Excerpted data:
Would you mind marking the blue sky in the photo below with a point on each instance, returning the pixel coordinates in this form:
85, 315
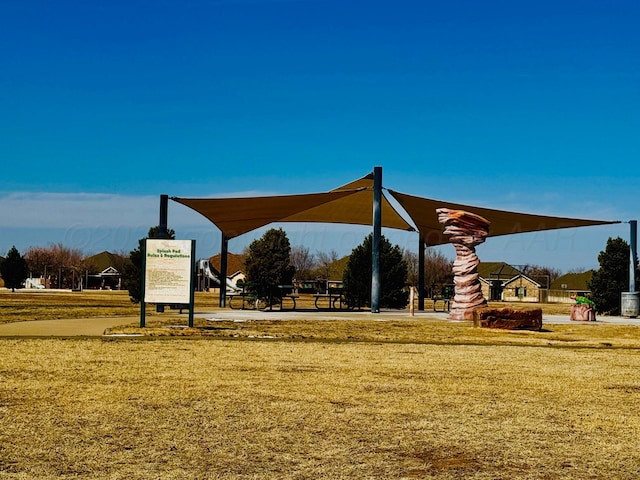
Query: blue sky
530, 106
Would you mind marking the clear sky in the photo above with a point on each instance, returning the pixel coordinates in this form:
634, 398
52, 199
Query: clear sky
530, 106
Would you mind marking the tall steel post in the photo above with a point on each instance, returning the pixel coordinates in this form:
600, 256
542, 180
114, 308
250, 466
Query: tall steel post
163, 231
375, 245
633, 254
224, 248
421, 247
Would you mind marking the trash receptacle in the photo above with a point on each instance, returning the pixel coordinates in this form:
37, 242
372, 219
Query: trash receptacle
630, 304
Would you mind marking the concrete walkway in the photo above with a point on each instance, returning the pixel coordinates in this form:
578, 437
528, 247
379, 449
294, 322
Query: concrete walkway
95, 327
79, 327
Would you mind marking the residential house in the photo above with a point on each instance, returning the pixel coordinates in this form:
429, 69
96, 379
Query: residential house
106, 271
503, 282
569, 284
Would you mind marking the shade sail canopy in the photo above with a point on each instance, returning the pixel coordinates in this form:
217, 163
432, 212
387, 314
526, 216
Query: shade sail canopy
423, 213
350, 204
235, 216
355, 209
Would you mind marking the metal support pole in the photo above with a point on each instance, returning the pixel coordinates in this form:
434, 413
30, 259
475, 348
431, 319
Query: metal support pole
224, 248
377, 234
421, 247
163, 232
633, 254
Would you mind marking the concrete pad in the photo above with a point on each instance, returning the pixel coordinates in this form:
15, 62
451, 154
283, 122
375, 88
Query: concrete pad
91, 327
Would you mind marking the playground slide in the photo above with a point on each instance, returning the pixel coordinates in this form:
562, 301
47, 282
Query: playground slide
--
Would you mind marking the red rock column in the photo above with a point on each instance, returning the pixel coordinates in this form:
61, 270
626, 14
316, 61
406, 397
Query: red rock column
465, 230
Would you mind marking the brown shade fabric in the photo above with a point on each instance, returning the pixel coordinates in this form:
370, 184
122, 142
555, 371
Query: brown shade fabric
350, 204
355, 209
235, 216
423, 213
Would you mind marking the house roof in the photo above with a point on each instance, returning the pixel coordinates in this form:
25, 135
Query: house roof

Exercise brief:
For this exercise, please output exactly the lines above starting at the line with "Query: shade sail canopy" and ending at the line with "Query: playground slide", ends included.

Exercise output:
Query: shade sail canopy
423, 213
350, 204
235, 216
355, 209
Would you mind marking the metal support pole in the photo above with a point on each instance, returning the pixel coordinates in this form:
434, 413
30, 259
475, 348
431, 319
Query: metal support pole
224, 248
377, 234
421, 247
163, 232
633, 254
Would you mind marking the concrete pad in the photo above with a point on each instance, returning the pixel coordinates in this form:
15, 62
451, 154
283, 122
375, 88
Query: concrete pad
91, 327
Would you mind marking the playground slide in the photo above with a point on each instance, returning the pixel coordinates in this form:
562, 301
47, 282
Query: playground slide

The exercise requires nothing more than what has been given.